What you should do — In the entries that follow, the first line to write out is the one containing "Task: pick out dense", and the last is the one containing "Task: pick out white overcast". Reproduce that stretch exactly, with nothing before or after it.

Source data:
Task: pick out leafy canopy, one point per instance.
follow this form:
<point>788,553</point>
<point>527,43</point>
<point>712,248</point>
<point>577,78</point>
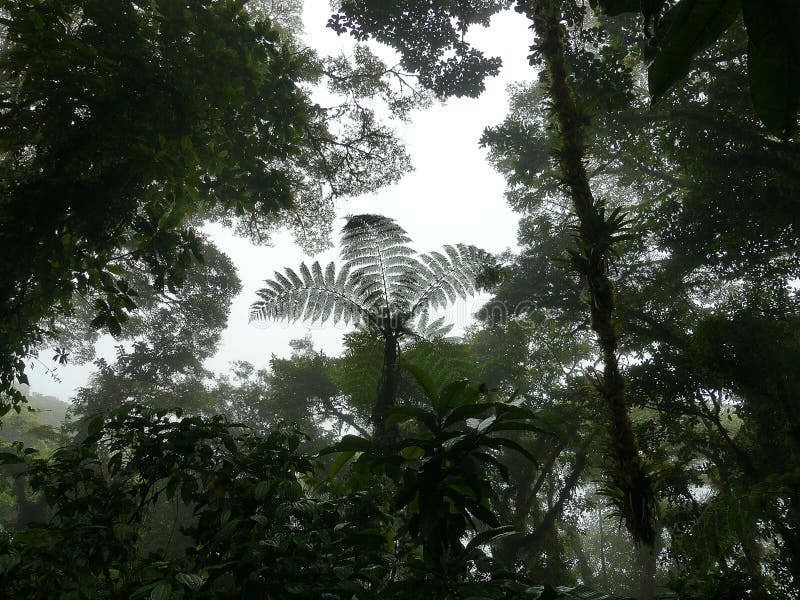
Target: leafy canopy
<point>382,283</point>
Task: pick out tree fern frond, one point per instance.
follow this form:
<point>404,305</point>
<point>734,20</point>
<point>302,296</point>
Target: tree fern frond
<point>308,296</point>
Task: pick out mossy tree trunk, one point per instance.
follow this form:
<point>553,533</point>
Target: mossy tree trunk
<point>387,390</point>
<point>595,238</point>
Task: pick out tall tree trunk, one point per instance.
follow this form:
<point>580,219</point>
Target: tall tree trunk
<point>387,391</point>
<point>603,567</point>
<point>595,238</point>
<point>647,559</point>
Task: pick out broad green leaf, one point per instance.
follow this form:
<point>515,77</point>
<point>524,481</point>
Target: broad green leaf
<point>773,62</point>
<point>261,491</point>
<point>687,29</point>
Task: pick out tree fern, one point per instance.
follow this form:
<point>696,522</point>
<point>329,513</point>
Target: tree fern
<point>383,284</point>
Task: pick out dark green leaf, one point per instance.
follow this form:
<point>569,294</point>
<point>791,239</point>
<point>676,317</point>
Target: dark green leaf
<point>773,62</point>
<point>687,29</point>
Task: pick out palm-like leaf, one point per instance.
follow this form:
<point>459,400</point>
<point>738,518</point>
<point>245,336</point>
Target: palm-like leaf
<point>383,281</point>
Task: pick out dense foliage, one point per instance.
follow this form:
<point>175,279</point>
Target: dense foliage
<point>622,417</point>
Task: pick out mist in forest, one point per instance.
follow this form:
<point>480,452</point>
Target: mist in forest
<point>370,300</point>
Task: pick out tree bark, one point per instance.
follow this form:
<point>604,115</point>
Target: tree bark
<point>387,391</point>
<point>594,236</point>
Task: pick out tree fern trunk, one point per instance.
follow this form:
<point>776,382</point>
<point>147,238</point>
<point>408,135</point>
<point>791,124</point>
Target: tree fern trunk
<point>628,474</point>
<point>387,391</point>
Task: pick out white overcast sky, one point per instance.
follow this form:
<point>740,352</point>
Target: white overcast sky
<point>452,196</point>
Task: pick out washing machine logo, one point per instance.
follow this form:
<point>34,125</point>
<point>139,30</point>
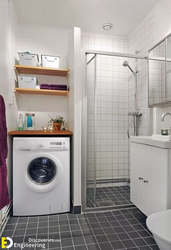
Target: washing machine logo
<point>5,244</point>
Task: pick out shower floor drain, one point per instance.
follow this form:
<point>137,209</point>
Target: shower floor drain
<point>104,203</point>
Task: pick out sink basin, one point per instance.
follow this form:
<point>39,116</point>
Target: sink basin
<point>162,137</point>
<point>161,141</point>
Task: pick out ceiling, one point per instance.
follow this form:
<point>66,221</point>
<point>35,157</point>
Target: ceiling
<point>89,15</point>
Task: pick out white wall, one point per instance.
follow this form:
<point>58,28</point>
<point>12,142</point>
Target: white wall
<point>7,52</point>
<point>162,20</point>
<point>75,111</point>
<point>154,28</point>
<point>49,41</point>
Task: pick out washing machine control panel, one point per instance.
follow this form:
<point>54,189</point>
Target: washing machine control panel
<point>53,145</point>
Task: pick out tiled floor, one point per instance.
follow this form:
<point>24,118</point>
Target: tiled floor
<point>109,196</point>
<point>122,229</point>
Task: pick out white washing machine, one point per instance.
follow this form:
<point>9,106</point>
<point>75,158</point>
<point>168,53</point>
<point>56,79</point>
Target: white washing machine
<point>41,175</point>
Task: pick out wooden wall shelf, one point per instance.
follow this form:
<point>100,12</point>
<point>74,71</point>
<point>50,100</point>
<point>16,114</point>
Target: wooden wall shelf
<point>40,132</point>
<point>41,92</point>
<point>41,71</point>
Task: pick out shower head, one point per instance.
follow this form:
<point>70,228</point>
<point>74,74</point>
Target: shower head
<point>126,64</point>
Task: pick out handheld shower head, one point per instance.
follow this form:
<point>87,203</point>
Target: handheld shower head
<point>126,64</point>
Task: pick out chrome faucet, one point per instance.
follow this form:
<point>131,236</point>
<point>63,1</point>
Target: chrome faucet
<point>163,116</point>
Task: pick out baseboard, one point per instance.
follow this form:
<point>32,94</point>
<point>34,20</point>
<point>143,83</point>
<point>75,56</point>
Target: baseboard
<point>5,217</point>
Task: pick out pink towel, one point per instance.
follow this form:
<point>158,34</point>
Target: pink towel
<point>4,196</point>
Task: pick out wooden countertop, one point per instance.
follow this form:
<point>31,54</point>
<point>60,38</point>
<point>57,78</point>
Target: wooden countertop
<point>40,132</point>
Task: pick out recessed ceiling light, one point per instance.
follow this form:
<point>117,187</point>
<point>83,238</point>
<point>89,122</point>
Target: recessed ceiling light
<point>107,26</point>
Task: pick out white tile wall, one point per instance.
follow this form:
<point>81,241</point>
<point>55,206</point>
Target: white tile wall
<point>142,40</point>
<point>112,109</point>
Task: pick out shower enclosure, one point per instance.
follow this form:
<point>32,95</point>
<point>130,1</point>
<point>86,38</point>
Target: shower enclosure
<point>109,101</point>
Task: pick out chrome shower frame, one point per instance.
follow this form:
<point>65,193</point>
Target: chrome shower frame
<point>84,124</point>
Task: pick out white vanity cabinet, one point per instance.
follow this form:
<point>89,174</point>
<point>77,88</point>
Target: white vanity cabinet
<point>150,177</point>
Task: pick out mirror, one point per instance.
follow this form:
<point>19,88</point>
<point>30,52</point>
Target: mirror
<point>157,69</point>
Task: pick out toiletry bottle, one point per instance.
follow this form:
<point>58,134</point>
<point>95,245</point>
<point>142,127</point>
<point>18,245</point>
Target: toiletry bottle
<point>20,122</point>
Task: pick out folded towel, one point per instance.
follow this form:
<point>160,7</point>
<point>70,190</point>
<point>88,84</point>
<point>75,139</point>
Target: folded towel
<point>4,196</point>
<point>53,86</point>
<point>57,88</point>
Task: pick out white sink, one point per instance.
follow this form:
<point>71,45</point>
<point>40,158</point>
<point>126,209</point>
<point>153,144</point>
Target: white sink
<point>162,137</point>
<point>161,141</point>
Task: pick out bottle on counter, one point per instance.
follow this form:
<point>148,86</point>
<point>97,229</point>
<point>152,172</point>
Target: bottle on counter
<point>20,122</point>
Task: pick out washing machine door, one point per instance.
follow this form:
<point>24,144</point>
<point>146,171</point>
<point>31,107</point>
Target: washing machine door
<point>43,173</point>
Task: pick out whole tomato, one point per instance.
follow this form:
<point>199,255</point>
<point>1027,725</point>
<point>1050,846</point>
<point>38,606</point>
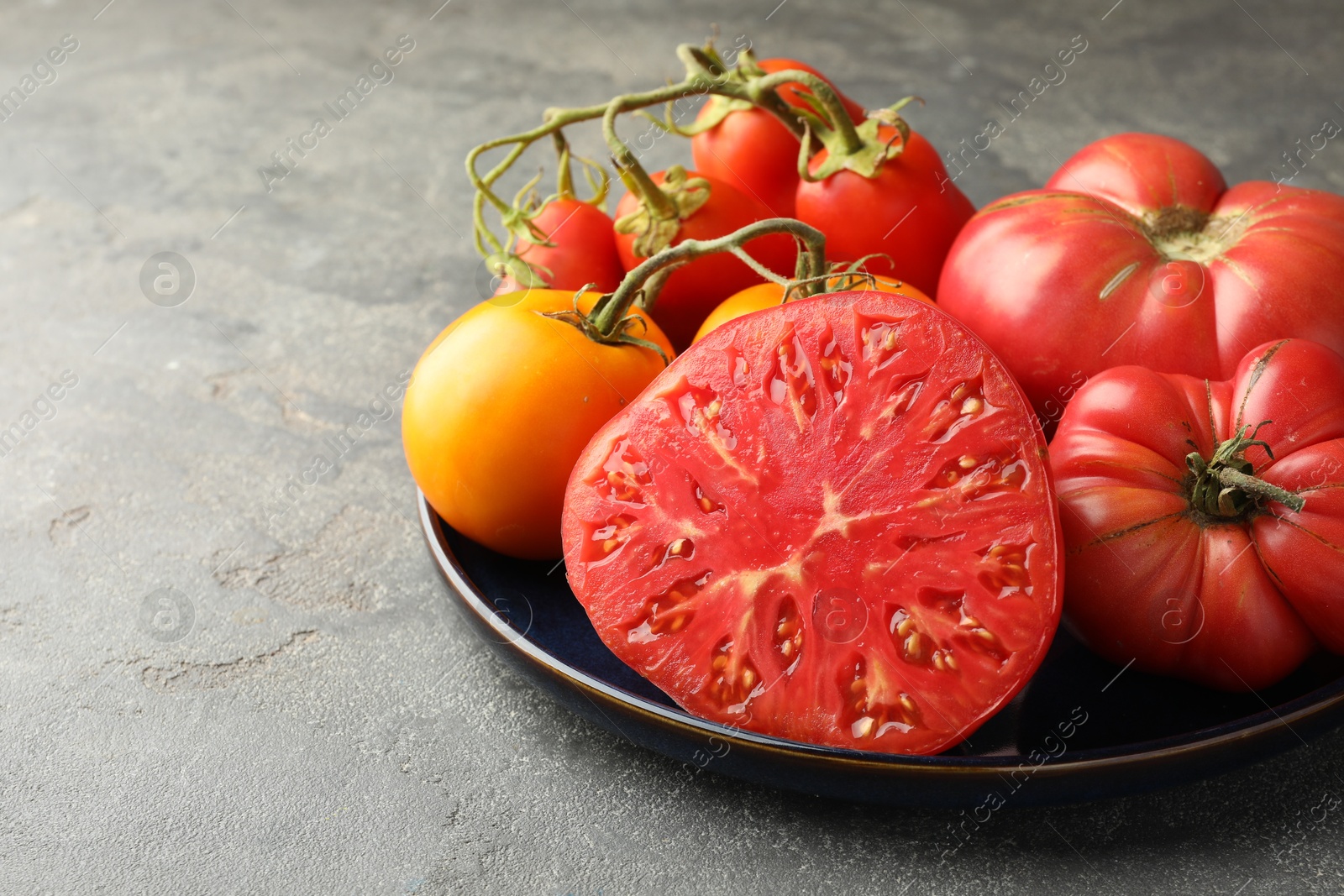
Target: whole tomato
<point>712,208</point>
<point>763,296</point>
<point>582,250</point>
<point>1137,253</point>
<point>1203,519</point>
<point>754,150</point>
<point>501,407</point>
<point>909,211</point>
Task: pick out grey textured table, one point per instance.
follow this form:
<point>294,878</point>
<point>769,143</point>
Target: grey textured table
<point>327,723</point>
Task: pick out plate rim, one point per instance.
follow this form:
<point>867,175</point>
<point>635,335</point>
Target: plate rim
<point>1308,707</point>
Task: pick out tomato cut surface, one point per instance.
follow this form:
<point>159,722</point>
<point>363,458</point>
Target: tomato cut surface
<point>828,521</point>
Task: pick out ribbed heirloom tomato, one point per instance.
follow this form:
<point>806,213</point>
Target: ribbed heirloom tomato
<point>501,406</point>
<point>828,521</point>
<point>1137,253</point>
<point>1205,519</point>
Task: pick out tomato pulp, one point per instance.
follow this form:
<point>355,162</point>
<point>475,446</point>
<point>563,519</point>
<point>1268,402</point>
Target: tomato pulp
<point>828,521</point>
<point>1137,253</point>
<point>1233,597</point>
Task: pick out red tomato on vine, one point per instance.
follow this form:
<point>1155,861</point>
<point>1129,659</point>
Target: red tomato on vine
<point>754,150</point>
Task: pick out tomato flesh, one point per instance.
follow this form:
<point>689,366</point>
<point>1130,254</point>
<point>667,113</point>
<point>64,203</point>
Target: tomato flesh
<point>828,521</point>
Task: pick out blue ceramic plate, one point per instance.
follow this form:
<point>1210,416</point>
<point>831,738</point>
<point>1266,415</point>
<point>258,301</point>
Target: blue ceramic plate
<point>1081,730</point>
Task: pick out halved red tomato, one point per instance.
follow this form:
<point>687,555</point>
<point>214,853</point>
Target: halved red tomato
<point>828,521</point>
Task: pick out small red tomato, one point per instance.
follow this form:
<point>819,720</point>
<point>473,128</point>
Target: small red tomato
<point>584,249</point>
<point>909,211</point>
<point>696,289</point>
<point>754,150</point>
<point>1203,519</point>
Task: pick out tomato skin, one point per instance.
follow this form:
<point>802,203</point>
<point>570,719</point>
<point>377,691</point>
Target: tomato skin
<point>911,211</point>
<point>1084,275</point>
<point>812,526</point>
<point>754,298</point>
<point>1233,605</point>
<point>754,150</point>
<point>696,289</point>
<point>490,383</point>
<point>584,249</point>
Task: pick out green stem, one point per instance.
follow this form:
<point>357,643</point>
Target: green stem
<point>824,93</point>
<point>1223,486</point>
<point>613,311</point>
<point>703,76</point>
<point>1252,485</point>
<point>564,177</point>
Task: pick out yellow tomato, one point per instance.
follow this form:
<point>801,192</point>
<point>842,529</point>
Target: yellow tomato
<point>501,407</point>
<point>754,298</point>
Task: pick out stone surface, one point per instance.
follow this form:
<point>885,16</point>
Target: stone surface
<point>327,723</point>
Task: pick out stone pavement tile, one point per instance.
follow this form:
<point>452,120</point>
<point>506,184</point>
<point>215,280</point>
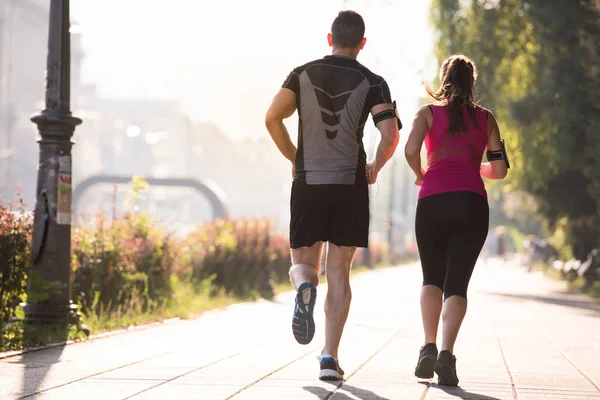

Answer to the exercise —
Task: pick out dense foliage, one point per instance.
follow this form:
<point>175,279</point>
Target: dense foliage
<point>622,417</point>
Task: pick out mist in forest, one point per instance.
follow this form:
<point>480,452</point>
Target: mist in forest
<point>370,300</point>
Task: pick out tree bark, one point per instance.
follow this form:
<point>604,115</point>
Target: tree bark
<point>387,391</point>
<point>594,236</point>
Task: pick out tree fern trunk, one point per instance.
follow this form:
<point>776,382</point>
<point>147,238</point>
<point>408,135</point>
<point>791,124</point>
Target: tree fern trunk
<point>628,474</point>
<point>387,391</point>
Task: pick out white overcast sky, one point per instance.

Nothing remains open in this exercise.